BEGIN Material for this exercise

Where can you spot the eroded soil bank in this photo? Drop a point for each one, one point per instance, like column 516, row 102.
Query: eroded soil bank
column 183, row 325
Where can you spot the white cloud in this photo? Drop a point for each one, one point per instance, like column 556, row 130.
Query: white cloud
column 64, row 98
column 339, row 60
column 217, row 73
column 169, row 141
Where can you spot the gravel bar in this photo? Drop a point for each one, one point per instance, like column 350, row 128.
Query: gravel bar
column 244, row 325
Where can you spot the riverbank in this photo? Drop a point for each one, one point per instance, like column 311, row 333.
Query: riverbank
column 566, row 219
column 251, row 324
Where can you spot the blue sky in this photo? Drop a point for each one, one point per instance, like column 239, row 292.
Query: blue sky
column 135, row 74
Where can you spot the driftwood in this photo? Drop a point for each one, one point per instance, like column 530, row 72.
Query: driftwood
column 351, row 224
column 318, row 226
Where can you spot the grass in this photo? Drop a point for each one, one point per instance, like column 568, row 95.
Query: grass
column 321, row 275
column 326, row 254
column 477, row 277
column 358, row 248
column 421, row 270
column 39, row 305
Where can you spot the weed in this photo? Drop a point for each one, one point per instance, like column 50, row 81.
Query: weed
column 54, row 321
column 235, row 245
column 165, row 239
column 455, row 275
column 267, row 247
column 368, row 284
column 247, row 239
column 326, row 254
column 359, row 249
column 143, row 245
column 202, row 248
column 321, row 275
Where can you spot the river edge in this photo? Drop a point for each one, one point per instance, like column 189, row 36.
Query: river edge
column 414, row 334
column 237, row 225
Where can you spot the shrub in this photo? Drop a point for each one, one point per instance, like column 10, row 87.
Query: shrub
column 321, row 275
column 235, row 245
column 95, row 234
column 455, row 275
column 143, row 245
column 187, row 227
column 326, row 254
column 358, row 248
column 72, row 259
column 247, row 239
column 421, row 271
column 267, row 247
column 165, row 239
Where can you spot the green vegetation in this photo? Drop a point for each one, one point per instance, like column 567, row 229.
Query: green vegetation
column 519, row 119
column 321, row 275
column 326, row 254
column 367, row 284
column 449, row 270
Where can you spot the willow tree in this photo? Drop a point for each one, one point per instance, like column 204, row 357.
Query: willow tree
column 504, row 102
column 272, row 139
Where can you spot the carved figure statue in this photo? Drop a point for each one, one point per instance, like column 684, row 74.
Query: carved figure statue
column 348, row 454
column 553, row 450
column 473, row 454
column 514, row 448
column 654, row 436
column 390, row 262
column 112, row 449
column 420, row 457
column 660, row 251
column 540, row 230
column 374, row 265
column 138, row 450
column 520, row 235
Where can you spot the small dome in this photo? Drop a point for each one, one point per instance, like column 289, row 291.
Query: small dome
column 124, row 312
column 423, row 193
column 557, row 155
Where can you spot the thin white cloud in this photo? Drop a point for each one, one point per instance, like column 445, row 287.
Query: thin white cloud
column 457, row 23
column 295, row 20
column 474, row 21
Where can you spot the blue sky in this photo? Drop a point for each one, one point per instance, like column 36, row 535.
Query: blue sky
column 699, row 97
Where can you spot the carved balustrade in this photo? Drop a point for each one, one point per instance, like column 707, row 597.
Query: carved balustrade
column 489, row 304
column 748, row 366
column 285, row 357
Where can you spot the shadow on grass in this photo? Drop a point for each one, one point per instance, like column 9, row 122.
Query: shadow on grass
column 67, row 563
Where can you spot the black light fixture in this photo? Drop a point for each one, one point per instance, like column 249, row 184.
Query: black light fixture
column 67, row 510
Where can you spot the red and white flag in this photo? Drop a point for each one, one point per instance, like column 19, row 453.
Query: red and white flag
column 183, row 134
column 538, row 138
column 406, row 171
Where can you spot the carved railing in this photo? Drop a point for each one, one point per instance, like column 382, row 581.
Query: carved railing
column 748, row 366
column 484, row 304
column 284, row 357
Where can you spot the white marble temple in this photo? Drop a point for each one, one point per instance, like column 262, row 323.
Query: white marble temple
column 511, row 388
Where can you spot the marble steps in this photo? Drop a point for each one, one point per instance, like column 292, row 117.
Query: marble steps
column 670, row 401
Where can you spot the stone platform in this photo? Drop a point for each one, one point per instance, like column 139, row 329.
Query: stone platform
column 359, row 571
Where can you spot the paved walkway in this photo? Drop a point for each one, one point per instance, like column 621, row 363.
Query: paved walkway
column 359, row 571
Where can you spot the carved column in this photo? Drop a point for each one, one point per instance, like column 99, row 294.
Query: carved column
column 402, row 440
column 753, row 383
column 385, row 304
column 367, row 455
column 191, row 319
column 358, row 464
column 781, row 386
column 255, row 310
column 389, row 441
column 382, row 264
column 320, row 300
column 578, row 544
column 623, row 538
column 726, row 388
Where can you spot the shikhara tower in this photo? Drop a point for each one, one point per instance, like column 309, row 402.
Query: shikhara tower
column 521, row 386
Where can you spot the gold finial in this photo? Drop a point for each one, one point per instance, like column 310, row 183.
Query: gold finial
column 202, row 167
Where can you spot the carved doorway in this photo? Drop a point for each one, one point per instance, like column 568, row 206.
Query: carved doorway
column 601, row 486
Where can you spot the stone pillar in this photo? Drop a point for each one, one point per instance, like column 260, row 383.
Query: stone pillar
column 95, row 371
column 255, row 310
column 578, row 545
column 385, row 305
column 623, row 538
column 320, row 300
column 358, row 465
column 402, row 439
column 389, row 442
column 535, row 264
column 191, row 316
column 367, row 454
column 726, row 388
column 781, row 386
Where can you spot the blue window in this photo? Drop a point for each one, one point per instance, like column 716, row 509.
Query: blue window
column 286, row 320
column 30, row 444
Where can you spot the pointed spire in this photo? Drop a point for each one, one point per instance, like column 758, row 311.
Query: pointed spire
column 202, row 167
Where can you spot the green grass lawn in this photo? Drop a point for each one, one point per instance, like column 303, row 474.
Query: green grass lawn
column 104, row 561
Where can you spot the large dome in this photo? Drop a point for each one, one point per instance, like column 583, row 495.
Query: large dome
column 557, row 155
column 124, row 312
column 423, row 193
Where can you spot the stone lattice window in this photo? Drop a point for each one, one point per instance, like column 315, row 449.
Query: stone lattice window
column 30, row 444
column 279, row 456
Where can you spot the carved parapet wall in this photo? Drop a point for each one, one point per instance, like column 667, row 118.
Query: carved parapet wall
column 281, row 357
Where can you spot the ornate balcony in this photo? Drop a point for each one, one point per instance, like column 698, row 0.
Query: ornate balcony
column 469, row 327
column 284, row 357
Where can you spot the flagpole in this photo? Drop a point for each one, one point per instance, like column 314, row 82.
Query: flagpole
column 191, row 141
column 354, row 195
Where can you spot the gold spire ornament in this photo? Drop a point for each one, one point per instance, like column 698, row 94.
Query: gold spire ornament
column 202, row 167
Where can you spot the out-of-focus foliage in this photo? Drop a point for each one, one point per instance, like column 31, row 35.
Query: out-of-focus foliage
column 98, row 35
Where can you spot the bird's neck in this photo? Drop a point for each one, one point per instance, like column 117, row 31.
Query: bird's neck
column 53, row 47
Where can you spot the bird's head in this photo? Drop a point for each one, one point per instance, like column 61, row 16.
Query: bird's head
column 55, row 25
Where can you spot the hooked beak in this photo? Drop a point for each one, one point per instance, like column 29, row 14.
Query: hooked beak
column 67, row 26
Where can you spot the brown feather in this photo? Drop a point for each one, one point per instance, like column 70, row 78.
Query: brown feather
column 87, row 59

END Material for this exercise

[The task] Please restate only the opening stretch of the records above: every line from the first through the one containing "Where can you spot the white cloud", exactly as written.

[Exercise answer]
Where can you spot the eroded soil bank in this photo? Drop a point for each one, one point per instance, like column 516, row 102.
Query: eroded soil bank
column 183, row 325
Where can you spot the white cloud in this photo? Drop a point for each one, one point per instance, like column 556, row 130.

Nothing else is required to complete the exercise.